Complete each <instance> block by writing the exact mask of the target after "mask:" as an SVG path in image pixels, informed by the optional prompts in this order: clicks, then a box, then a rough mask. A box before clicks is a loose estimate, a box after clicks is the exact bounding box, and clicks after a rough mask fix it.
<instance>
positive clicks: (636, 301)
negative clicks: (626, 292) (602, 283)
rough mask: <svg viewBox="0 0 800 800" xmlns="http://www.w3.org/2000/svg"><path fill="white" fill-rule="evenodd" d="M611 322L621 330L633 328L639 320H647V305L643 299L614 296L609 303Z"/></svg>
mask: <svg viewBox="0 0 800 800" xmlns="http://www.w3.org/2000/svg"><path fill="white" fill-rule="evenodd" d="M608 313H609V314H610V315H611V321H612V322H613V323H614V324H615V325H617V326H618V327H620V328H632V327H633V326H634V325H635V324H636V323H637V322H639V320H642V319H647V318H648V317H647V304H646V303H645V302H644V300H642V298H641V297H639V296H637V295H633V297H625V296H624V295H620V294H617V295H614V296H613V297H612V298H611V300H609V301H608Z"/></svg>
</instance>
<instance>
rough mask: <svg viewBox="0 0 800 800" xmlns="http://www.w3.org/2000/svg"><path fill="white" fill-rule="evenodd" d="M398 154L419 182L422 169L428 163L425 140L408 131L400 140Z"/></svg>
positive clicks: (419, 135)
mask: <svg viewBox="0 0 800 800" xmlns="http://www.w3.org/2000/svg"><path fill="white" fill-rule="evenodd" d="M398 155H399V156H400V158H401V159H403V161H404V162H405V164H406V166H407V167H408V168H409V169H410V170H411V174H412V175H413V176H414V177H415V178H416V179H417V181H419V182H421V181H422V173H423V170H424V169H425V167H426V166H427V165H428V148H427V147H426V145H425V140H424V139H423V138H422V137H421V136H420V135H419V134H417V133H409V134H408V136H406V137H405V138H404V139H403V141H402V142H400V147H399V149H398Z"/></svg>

▶ What to do
Only the lines from the one containing "154L419 182L422 169L428" through the end of the entries above belong in the answer; repeat them exactly.

▶ Answer space
rough mask: <svg viewBox="0 0 800 800" xmlns="http://www.w3.org/2000/svg"><path fill="white" fill-rule="evenodd" d="M398 154L419 182L422 169L428 163L425 140L408 131L400 140Z"/></svg>
positive clicks: (419, 135)
mask: <svg viewBox="0 0 800 800" xmlns="http://www.w3.org/2000/svg"><path fill="white" fill-rule="evenodd" d="M398 155H399V156H400V158H401V159H403V161H404V162H405V164H406V166H407V167H408V168H409V169H410V170H411V174H412V175H413V176H414V177H415V178H416V179H417V181H419V182H421V181H422V173H423V170H424V169H425V167H426V166H427V165H428V148H427V147H426V145H425V140H424V139H423V138H422V137H421V136H420V135H419V134H417V133H409V134H408V136H406V137H405V138H404V139H403V141H402V142H400V147H399V149H398Z"/></svg>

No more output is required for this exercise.